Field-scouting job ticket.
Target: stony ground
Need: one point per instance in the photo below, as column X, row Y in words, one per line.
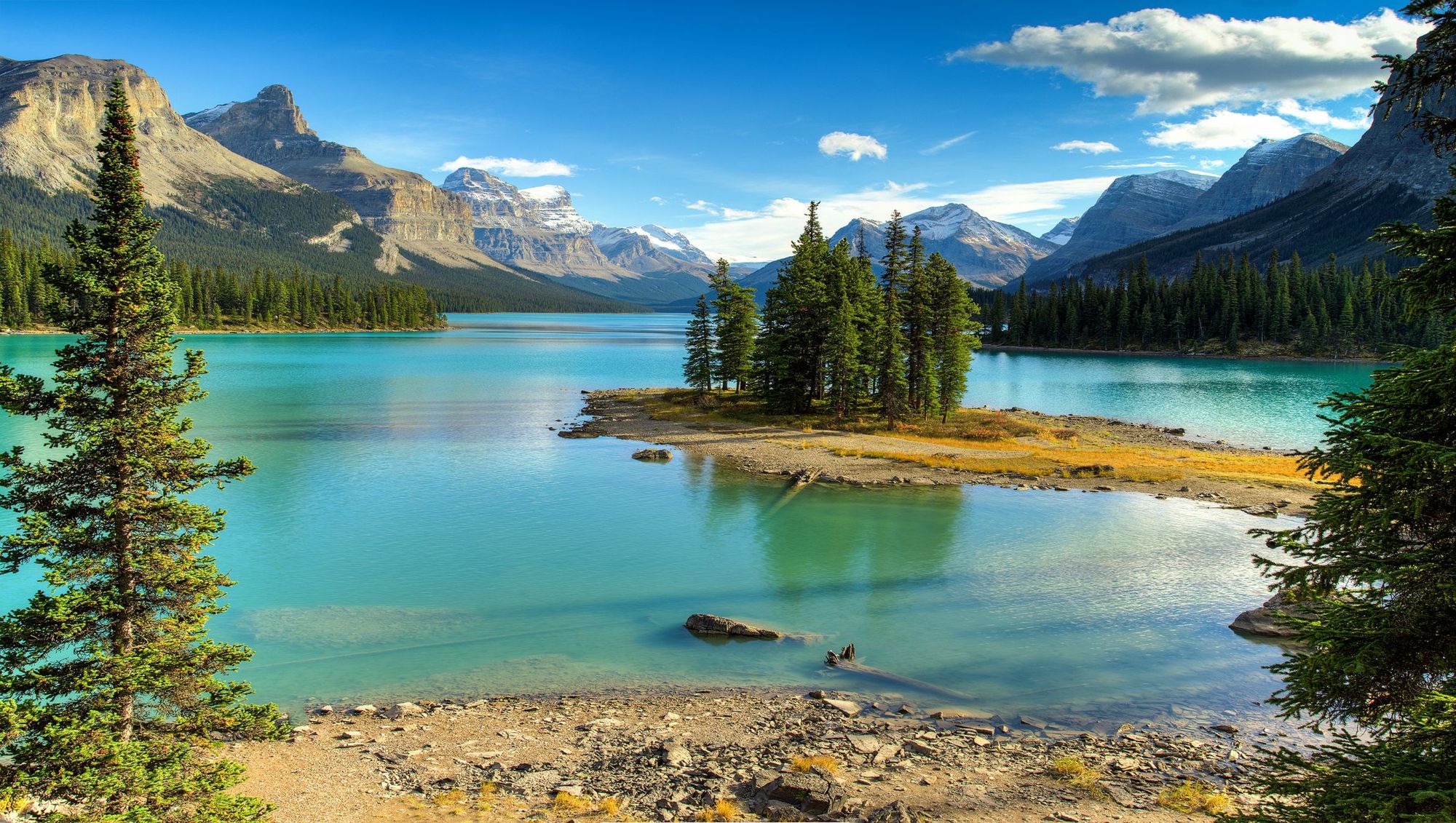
column 812, row 453
column 714, row 754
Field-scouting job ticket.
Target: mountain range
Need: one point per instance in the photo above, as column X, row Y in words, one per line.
column 250, row 183
column 985, row 252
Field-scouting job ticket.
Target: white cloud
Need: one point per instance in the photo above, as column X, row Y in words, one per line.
column 946, row 144
column 1323, row 118
column 765, row 234
column 510, row 166
column 1097, row 147
column 855, row 146
column 1224, row 130
column 1142, row 164
column 1177, row 63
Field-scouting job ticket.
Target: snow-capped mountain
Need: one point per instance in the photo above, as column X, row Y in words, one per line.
column 1266, row 173
column 665, row 240
column 1062, row 231
column 1133, row 208
column 541, row 230
column 984, row 252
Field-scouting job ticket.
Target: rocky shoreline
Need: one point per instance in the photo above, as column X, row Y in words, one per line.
column 666, row 754
column 815, row 456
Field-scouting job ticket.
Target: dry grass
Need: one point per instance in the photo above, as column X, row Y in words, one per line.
column 1002, row 442
column 1078, row 774
column 724, row 809
column 1193, row 796
column 810, row 763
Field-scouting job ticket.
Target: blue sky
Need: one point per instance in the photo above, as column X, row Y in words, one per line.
column 723, row 119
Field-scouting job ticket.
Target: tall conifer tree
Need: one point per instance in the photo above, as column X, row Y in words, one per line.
column 698, row 365
column 111, row 685
column 893, row 338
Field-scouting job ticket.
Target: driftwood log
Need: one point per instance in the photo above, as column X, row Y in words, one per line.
column 845, row 659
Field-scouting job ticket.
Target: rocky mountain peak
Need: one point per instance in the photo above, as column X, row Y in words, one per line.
column 1267, row 172
column 50, row 121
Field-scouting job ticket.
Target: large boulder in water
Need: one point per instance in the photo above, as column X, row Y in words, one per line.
column 714, row 624
column 1270, row 620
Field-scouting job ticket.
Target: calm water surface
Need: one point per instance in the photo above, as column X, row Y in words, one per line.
column 417, row 530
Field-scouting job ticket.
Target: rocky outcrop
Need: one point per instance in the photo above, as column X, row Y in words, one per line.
column 401, row 205
column 984, row 252
column 1133, row 208
column 50, row 122
column 714, row 624
column 539, row 228
column 1062, row 231
column 1270, row 170
column 1272, row 620
column 1391, row 173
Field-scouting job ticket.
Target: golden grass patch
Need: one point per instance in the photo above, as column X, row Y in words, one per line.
column 1195, row 796
column 810, row 763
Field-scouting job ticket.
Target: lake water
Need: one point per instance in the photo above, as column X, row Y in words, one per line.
column 417, row 530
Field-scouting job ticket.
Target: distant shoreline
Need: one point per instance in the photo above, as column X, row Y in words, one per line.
column 1235, row 480
column 191, row 332
column 1187, row 355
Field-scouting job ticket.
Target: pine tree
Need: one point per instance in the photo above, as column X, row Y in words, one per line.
column 953, row 335
column 892, row 380
column 736, row 326
column 698, row 365
column 1375, row 560
column 111, row 685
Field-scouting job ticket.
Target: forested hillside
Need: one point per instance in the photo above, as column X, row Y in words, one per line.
column 1228, row 306
column 221, row 298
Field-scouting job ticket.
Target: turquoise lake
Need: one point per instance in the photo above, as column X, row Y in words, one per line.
column 417, row 530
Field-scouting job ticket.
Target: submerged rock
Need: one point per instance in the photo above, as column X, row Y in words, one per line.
column 1270, row 620
column 714, row 624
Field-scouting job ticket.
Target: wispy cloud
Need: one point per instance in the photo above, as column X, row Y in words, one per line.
column 1087, row 147
column 1224, row 130
column 854, row 146
column 1177, row 63
column 510, row 166
column 765, row 233
column 946, row 144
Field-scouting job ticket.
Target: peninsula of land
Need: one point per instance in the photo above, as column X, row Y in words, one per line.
column 1013, row 448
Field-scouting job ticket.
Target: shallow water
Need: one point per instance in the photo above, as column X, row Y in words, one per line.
column 417, row 530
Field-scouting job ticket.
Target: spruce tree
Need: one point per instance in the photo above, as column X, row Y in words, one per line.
column 1377, row 559
column 954, row 335
column 892, row 381
column 698, row 365
column 736, row 326
column 113, row 690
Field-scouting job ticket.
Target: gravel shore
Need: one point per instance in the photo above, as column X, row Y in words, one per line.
column 812, row 454
column 679, row 754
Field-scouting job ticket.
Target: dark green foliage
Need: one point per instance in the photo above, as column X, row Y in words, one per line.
column 893, row 381
column 698, row 365
column 790, row 354
column 219, row 298
column 1377, row 559
column 113, row 691
column 1212, row 303
column 736, row 326
column 834, row 333
column 953, row 336
column 244, row 228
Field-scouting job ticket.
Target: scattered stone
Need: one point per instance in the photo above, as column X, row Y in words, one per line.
column 848, row 707
column 1270, row 620
column 714, row 624
column 653, row 454
column 896, row 812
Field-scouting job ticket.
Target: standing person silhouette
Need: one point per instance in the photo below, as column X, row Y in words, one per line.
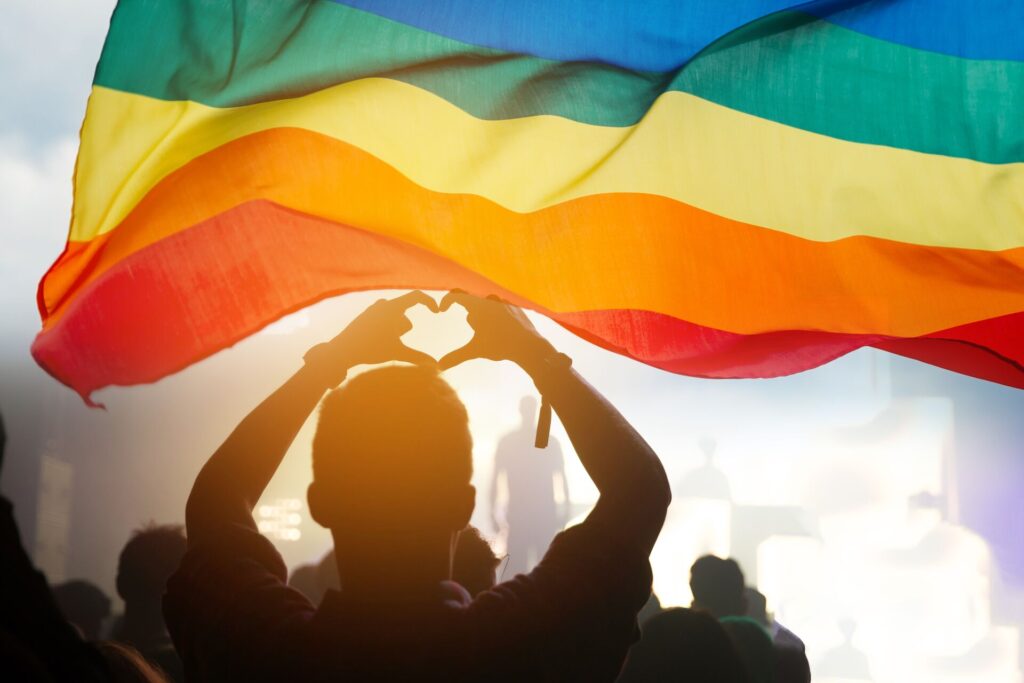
column 391, row 481
column 532, row 514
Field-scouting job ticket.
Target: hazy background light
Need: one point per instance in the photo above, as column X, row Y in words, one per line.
column 894, row 488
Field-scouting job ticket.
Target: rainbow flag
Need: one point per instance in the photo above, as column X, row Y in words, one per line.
column 721, row 189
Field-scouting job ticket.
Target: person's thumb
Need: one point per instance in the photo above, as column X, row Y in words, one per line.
column 460, row 355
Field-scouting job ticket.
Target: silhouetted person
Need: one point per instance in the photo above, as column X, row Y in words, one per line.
column 128, row 666
column 718, row 587
column 146, row 561
column 754, row 645
column 36, row 642
column 685, row 646
column 474, row 565
column 792, row 666
column 313, row 581
column 706, row 481
column 392, row 461
column 757, row 608
column 84, row 604
column 532, row 514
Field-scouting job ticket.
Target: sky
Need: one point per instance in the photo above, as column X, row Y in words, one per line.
column 135, row 460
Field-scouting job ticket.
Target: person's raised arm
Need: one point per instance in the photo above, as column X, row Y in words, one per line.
column 634, row 488
column 235, row 477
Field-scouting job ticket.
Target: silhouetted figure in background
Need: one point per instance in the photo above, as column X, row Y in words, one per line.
column 532, row 514
column 392, row 462
column 474, row 565
column 845, row 660
column 146, row 561
column 84, row 604
column 685, row 646
column 707, row 480
column 754, row 645
column 757, row 608
column 719, row 587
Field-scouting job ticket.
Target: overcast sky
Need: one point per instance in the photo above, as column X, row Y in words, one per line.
column 140, row 455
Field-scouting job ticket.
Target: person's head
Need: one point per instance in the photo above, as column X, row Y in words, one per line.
column 127, row 666
column 84, row 605
column 792, row 666
column 718, row 587
column 681, row 644
column 474, row 565
column 527, row 410
column 754, row 645
column 392, row 460
column 147, row 560
column 757, row 605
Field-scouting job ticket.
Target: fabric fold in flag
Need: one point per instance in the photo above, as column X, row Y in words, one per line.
column 750, row 191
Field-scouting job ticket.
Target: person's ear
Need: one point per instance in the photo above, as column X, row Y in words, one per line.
column 317, row 505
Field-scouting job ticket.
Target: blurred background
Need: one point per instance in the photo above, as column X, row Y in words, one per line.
column 877, row 502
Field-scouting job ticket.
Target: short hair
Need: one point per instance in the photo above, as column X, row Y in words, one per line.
column 718, row 586
column 397, row 433
column 151, row 556
column 683, row 644
column 474, row 563
column 126, row 664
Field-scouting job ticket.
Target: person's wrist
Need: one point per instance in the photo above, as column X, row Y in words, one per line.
column 536, row 356
column 328, row 364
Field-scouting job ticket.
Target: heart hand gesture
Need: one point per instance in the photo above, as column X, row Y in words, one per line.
column 372, row 338
column 502, row 332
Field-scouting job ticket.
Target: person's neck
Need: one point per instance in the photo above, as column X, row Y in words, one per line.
column 403, row 570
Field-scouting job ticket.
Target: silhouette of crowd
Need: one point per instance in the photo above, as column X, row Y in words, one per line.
column 410, row 591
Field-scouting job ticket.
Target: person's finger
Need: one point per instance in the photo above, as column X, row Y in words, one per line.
column 410, row 299
column 460, row 355
column 407, row 354
column 457, row 296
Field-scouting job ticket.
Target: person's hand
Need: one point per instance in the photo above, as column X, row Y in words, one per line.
column 374, row 337
column 501, row 332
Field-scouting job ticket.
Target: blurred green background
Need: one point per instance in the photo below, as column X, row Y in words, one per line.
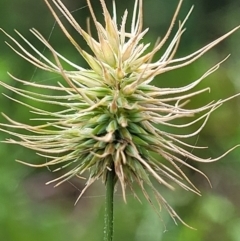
column 30, row 210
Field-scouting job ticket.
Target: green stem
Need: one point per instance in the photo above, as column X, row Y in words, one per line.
column 108, row 229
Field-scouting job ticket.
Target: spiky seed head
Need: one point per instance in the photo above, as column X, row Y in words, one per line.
column 111, row 111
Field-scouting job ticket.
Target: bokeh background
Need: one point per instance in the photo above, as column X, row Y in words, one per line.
column 30, row 210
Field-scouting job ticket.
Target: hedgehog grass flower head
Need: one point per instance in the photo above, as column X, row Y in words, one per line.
column 111, row 111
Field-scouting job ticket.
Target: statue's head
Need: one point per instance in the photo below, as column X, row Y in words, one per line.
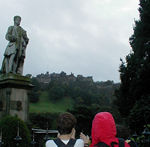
column 17, row 20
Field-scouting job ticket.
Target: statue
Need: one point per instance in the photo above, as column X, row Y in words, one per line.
column 15, row 51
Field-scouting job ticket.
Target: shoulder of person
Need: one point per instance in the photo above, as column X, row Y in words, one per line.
column 10, row 27
column 80, row 141
column 50, row 143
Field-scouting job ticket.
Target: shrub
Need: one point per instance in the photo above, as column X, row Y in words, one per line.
column 9, row 126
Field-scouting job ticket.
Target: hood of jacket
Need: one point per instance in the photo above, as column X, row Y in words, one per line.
column 103, row 129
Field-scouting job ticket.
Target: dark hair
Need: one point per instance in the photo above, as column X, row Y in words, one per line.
column 17, row 17
column 66, row 122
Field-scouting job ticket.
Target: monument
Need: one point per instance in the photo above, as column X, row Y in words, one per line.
column 14, row 87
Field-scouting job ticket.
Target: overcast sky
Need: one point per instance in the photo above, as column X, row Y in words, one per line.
column 85, row 37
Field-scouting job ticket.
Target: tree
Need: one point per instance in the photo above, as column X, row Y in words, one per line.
column 9, row 126
column 134, row 73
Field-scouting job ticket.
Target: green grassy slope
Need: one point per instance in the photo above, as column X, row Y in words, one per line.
column 45, row 105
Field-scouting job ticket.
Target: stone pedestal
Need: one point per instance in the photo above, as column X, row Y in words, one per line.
column 14, row 95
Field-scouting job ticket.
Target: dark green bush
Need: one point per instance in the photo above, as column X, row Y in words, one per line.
column 9, row 126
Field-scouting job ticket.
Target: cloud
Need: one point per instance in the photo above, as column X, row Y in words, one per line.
column 84, row 36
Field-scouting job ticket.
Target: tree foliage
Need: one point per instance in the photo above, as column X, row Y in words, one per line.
column 9, row 126
column 135, row 71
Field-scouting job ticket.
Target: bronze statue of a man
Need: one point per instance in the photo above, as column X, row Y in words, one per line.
column 15, row 51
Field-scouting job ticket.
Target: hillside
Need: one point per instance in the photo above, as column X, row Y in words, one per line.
column 45, row 105
column 59, row 92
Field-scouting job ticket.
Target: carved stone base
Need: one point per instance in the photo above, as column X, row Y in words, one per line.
column 14, row 95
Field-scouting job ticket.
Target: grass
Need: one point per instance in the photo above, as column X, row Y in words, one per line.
column 45, row 105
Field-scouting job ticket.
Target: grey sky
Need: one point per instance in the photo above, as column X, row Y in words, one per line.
column 85, row 37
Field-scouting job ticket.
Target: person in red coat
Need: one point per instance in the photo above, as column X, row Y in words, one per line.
column 104, row 130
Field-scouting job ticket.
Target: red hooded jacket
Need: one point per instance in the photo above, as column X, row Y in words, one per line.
column 104, row 130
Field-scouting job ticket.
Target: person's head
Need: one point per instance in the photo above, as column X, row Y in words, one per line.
column 103, row 127
column 17, row 20
column 122, row 131
column 66, row 122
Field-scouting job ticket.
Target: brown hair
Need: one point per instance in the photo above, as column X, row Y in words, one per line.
column 66, row 122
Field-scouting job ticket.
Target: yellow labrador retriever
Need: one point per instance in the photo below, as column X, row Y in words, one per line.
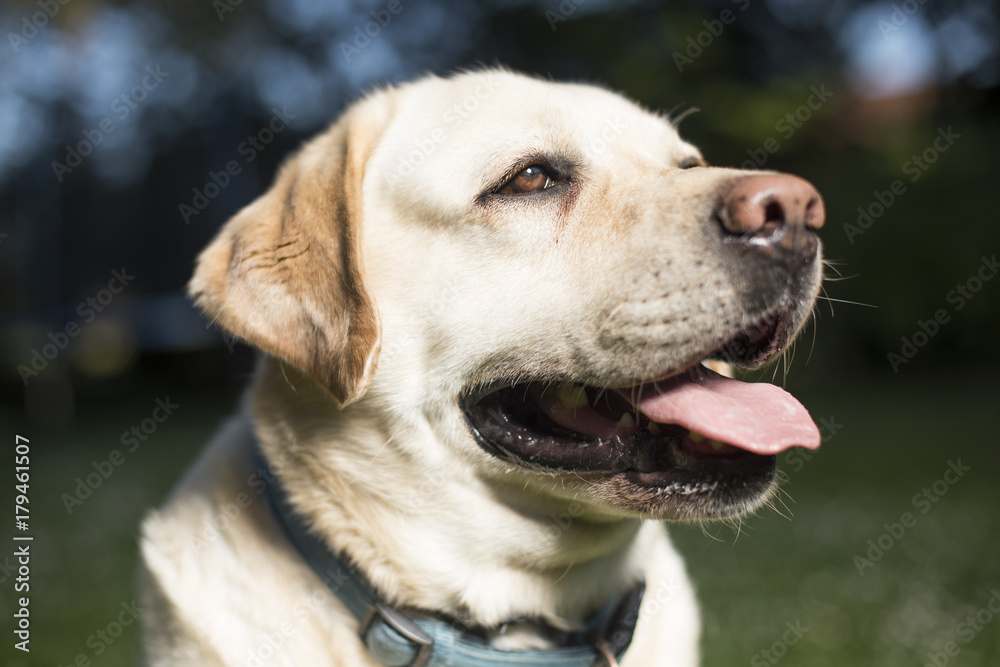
column 488, row 306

_ _ _

Exercise ->
Set out the records from their start through the line containing "column 714, row 754" as a numbered list, omitting blank lines and any pictures.

Solution to the problem ->
1. Field-scouting job ticket.
2. Target: stony ground
3. Need: one point per instance in the photo below, as column X, row Y in words, one per line.
4. column 812, row 453
5. column 714, row 754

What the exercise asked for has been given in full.